Document passage.
<<<<

The data management equipment 100 is provided with a GUI for facilitating input/output operations by a user. To implement the GUI, a display 110, a keyboard 112 and a mouse 114 are provided.

Although the data management equipment 100 is illustrated as being separate from the defect review system 108a in FIG. 1A, the arrangement is not restricted thereto, and the defect review system 108a may encompass the data management equipment 100.

FIG. 1B is a structural diagram of a data management equipment 100 according to an embodiment of the present invention. The data management equipment 100 includes a first detecting unit 1, a storage controlling unit 2, defect-circumferential design data acquiring unit 3, an imaging area deciding unit 4, a second detecting unit 5 and a selecting unit 6.

The first detecting unit 1 serves to find that the inspection system 104a is acquiring the defect candidate locations.

The storage controlling unit 2 is responsive to the finding by the first detecting unit 1 to start to store the defect candidate locations from the inspection system 104a. The storage controlling unit 2 stores, in a storage unit 2a, defect candidate locations on a plurality of wafers or exposure masks and defect-circumferential design data from a plurality of inspection systems 104a, 104b and 104c. The storage controlling unit 2 further reads out, from the storage unit 2a to a plurality of defect review systems 108a, 108b and 108c, defect candidate locations and defect-circumferential design data for each of the plurality of wafers or exposure masks having been captured.

The defect-circumferential design data acquiring unit 3 acquires defect-circumferential design data from a portion of the design data. The defect-circumferential design data is such that a reference image containing a defect candidate location, as described above, can be produced from the defect-circumferential design data.

The storage controlling unit 2 stores defect-circumferential design data in the storage unit 2a in such a manner that the defect-circumferential design data are related to their corresponding defect candidate locations for each of the defect candidates. When the storage controlling unit 2 reads out a defect-circumferential design data and a defect candidate location from the storage unit 2a to the defect review system 108a, the system 108a acquires a reference image on the basis of the defect-circumferential design data and defect candidate location.

Since the inspection system 104a is to acquire information on the size of each of the defect candidates for the defect candidate locations, the imaging area deciding unit 4 decides, on the basis of information on the sizes, boundaries of areas on the wafer to be imaged for the defect candidates. The field of the reference image is established to have a boundary coincident with that of an area to be imaged for providing a defect candidate image to thereby facilitate comparison between them.

The second detecting unit 5 serves to find that the defect review system 108a has captured a wafer or an exposure mask. Since a reviewing operation in the defect review system 108a is now possible, the storage controlling unit 2, in response to the finding by the second detecting unit 5, starts to read out of defect-circumferential design data and defect candidate locations to the defect review system 108a.

The selecting unit 6 serves to select, on the basis of the defect-circumferential design data, one of the die-to-die comparison and the cell comparison to be employed for carrying out a comparison between a defect candidate image and a reference image in the defect review system 108a. The selection by the selecting unit 6 is performed through a determination as to whether or not the defect-circumferential design data defines a plurality of pattern parts of an identical shape or whether or not the defect-circumferential design data defines a plurality of pattern parts of an identical shape recurrent with a periodicity.

>>>>

Extracted data.
<<<<

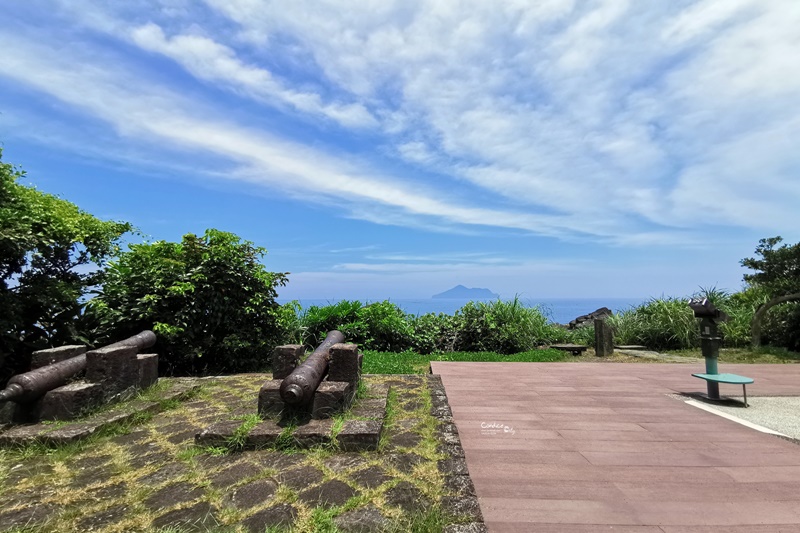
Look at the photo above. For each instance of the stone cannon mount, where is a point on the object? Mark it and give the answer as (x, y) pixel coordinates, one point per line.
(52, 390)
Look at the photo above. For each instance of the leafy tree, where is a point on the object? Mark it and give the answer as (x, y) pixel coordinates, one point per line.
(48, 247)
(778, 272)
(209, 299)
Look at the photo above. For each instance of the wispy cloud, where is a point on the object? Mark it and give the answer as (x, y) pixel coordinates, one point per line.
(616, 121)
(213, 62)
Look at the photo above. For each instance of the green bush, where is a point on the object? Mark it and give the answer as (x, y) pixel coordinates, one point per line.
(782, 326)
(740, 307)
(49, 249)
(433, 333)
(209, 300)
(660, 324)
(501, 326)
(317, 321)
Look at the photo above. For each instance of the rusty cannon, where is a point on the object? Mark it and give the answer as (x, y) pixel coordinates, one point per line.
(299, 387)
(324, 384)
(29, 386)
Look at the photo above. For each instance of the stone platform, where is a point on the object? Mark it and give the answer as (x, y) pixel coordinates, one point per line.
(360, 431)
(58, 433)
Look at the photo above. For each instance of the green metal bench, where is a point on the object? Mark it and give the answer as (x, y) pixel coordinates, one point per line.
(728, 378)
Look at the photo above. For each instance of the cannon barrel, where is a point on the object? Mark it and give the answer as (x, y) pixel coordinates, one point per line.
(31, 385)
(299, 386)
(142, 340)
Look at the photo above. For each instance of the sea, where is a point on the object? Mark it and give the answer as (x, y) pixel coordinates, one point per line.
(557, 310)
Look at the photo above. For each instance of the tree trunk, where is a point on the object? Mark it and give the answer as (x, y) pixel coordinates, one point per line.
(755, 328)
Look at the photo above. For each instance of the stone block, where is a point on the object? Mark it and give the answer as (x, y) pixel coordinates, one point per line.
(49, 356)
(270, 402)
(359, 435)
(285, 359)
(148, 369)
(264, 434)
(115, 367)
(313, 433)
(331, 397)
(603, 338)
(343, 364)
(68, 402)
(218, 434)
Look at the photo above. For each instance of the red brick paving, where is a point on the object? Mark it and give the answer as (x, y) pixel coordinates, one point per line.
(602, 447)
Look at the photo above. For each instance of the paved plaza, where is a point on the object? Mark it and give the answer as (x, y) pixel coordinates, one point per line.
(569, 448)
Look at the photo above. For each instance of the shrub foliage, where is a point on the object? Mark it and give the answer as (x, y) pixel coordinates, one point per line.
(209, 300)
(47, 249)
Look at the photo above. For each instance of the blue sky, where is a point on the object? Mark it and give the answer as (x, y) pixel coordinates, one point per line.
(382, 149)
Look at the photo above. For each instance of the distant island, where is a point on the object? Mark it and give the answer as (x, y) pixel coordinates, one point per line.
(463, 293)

>>>>

Extend the passage describing the data management equipment for defect review, starting after its final sentence. The entries above play no part in what follows.

Exercise answer.
FIG. 2 is a flow chart illustrating a flow of processing steps in a testing system 10 according to an embodiment of the present invention.

First, the inspection system 104a inspects a lot constituted by a plurality of wafers. The first detecting unit 1 acquires from the inspection system 104a a status of the inspection system 104a at a fixed period. When the status indicates that an inspection is being performed, the first detecting unit 1 acquires a lot ID of a lot under inspection, a title of inspection step and a number of wafers constituting the lot. The first detecting unit 1 then determines whether the storage unit 2a has stored a defect capturing information 120 related to a lot ID and a title of inspection step identical with those mentioned above. If it is stored in the storage unit 2a, the process returns to a status acquiring step, while, if not, the first detecting unit 1 sends an information request signal to the inspection system 104a.s

In step S202, the inspection system 104a, upon receipt of the information request signal, sends to the data management equipment 100 a defect candidate information 118 related to the lot ID, the title of inspection step and the wafer ID for each wafer. The defect candidate information includes a location of a defect candidate on a wafer (a defect candidate location), an ID of the defect candidate, a size of the defect candidate, an ID of a chip (a semiconductor circuit) (i.e., a row number of the chip CHIP X and a column number of the chip CHIP Y on the wafer).

In step S204, the storage controlling unit 2 receives the defect candidate information 118 for each chip, and stores it in the storage unit 2a in relation to the lot ID, the title of inspection step and the wafer ID.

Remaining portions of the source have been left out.